═════ RECORDS FOR PROCESSING

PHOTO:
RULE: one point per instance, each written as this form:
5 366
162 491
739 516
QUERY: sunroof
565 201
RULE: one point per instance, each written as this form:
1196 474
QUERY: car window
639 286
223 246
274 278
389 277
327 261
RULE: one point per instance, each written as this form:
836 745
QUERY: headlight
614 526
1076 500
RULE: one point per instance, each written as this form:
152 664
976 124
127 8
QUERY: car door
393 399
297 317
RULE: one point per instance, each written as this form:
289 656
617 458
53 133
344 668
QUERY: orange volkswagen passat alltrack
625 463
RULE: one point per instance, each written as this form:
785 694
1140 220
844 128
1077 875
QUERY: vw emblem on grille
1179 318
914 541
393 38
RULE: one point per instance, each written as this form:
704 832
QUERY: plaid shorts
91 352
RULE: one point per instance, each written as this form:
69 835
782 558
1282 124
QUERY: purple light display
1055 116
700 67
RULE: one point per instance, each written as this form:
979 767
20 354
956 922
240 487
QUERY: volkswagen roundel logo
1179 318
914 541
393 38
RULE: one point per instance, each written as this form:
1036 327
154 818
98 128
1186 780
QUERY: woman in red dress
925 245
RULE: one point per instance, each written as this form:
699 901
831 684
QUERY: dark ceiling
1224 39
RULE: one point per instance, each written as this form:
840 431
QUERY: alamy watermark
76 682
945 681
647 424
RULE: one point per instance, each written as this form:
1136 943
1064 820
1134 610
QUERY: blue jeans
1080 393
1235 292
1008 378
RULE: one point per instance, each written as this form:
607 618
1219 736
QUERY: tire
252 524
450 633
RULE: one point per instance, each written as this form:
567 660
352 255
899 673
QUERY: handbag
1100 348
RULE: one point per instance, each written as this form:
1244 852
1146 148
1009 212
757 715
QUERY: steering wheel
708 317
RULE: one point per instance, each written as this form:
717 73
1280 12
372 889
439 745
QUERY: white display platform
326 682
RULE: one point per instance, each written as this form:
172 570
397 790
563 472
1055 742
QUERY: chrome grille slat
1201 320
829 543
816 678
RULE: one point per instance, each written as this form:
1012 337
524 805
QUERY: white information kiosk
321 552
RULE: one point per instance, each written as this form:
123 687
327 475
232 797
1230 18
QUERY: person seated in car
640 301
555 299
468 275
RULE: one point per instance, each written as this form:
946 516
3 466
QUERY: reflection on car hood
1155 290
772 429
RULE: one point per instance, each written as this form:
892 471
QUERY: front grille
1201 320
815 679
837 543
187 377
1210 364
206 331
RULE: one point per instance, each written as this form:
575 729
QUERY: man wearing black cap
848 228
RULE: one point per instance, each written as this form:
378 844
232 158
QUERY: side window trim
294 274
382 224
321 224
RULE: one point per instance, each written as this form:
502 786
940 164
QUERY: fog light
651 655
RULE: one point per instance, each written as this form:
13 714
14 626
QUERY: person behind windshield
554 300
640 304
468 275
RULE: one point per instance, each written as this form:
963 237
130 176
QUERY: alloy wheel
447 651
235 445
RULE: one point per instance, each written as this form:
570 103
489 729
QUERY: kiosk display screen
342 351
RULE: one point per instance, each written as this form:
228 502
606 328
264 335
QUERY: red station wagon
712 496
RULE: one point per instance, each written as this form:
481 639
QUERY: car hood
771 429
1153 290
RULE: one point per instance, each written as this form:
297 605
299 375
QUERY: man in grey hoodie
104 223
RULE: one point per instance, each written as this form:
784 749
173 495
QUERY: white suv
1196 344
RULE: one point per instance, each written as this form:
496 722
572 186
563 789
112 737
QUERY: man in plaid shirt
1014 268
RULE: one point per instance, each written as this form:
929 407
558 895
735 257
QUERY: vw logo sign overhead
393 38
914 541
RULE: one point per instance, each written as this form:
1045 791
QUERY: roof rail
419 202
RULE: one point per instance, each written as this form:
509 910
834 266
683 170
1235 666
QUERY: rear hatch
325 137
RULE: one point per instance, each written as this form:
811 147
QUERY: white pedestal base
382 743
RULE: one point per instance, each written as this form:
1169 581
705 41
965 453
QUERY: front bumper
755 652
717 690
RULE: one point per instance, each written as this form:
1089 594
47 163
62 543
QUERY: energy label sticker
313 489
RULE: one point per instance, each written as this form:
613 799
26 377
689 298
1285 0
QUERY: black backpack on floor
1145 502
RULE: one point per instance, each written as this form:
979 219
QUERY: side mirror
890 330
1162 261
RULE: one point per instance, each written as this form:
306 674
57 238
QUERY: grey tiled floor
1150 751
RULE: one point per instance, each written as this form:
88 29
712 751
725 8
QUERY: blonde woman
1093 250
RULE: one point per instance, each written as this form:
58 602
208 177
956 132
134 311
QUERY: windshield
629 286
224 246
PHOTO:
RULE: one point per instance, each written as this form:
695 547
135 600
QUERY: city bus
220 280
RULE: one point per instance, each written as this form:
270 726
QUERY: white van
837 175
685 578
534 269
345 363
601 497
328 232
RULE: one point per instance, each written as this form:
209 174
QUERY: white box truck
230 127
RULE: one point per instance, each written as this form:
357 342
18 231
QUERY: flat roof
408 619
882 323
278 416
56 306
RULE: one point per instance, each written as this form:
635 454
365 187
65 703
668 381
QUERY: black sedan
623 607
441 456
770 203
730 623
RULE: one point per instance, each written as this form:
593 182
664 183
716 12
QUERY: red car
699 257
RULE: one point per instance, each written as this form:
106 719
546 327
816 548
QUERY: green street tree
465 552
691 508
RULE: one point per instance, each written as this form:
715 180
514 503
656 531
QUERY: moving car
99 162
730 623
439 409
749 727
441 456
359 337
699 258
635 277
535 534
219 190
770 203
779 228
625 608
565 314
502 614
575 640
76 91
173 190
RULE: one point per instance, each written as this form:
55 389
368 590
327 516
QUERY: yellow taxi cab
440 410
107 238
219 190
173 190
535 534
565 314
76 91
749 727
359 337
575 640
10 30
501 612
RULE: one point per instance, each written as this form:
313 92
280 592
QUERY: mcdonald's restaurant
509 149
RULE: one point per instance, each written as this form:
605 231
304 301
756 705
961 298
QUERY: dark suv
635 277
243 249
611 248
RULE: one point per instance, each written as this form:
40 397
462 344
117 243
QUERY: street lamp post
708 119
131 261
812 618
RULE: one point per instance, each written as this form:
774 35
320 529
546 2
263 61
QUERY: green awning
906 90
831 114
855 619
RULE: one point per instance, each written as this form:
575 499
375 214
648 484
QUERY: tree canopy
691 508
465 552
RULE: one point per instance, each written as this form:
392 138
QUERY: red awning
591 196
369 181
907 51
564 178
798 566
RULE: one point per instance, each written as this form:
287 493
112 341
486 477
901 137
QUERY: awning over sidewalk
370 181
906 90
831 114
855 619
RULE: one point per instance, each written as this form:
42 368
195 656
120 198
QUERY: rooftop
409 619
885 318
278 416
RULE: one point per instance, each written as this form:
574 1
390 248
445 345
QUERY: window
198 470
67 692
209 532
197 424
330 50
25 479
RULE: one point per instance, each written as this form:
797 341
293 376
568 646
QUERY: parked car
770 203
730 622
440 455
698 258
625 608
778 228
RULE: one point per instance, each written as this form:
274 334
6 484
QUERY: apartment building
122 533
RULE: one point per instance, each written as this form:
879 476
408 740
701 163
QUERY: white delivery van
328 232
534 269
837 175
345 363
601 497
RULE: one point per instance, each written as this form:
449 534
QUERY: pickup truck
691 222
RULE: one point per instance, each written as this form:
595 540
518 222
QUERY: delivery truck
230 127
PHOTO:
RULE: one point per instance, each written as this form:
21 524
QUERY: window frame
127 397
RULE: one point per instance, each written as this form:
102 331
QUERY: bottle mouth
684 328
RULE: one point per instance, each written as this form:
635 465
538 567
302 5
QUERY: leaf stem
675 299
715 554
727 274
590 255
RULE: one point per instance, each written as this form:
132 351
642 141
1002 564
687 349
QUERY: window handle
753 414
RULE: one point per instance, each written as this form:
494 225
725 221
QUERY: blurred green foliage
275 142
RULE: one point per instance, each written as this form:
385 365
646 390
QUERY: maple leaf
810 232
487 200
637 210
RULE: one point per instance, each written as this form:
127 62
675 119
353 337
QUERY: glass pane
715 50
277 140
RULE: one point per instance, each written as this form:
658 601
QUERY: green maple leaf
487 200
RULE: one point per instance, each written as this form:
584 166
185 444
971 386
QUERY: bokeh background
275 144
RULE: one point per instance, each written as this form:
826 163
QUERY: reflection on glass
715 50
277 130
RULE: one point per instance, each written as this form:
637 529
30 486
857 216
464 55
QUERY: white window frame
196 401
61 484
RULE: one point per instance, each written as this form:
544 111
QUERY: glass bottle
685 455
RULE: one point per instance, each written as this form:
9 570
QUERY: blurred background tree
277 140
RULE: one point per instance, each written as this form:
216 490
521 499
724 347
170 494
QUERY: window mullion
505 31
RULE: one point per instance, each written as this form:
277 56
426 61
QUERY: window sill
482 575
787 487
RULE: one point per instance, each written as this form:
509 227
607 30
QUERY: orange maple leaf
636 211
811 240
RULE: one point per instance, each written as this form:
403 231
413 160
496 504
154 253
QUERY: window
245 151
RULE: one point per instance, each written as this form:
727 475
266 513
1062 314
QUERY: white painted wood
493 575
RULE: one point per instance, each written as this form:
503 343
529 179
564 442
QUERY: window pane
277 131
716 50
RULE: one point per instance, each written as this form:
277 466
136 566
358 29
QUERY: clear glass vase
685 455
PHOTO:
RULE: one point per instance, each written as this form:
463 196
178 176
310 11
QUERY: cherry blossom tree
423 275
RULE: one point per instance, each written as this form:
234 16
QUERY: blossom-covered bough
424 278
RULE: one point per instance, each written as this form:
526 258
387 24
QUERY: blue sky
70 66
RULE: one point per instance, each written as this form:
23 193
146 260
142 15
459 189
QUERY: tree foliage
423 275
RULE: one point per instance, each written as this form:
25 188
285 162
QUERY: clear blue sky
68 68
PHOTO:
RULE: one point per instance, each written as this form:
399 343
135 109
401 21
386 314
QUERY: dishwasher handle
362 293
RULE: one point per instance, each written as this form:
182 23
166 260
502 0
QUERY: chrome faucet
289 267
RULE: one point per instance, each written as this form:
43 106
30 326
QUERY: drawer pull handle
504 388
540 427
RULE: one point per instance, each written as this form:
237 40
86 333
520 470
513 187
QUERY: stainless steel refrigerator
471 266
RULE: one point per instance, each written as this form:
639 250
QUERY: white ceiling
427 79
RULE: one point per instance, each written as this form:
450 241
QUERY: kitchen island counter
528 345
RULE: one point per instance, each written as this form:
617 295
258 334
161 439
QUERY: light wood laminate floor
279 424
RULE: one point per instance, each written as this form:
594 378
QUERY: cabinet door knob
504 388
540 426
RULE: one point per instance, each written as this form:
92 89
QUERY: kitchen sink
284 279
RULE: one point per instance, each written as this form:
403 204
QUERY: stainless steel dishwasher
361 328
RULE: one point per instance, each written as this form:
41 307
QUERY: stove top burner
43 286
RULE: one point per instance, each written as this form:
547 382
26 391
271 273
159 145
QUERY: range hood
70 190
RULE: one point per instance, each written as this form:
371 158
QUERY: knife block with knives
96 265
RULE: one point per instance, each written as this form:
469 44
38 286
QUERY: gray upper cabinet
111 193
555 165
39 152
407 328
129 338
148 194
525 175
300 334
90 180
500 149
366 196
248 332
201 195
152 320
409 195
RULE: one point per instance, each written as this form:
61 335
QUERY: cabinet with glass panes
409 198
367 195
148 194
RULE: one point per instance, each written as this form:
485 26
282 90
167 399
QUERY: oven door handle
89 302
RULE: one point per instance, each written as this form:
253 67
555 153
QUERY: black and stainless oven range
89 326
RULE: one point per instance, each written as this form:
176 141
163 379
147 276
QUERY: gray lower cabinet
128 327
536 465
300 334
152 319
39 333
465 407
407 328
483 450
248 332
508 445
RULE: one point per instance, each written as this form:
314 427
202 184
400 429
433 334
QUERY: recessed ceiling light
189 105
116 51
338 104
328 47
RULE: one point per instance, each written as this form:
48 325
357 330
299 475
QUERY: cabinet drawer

══════════

§ **TASK STATEMENT**: How many lines in the entries above contain the word "street"? Give only the number.

§ **RESPONSE TO THIS EXERCISE**: 2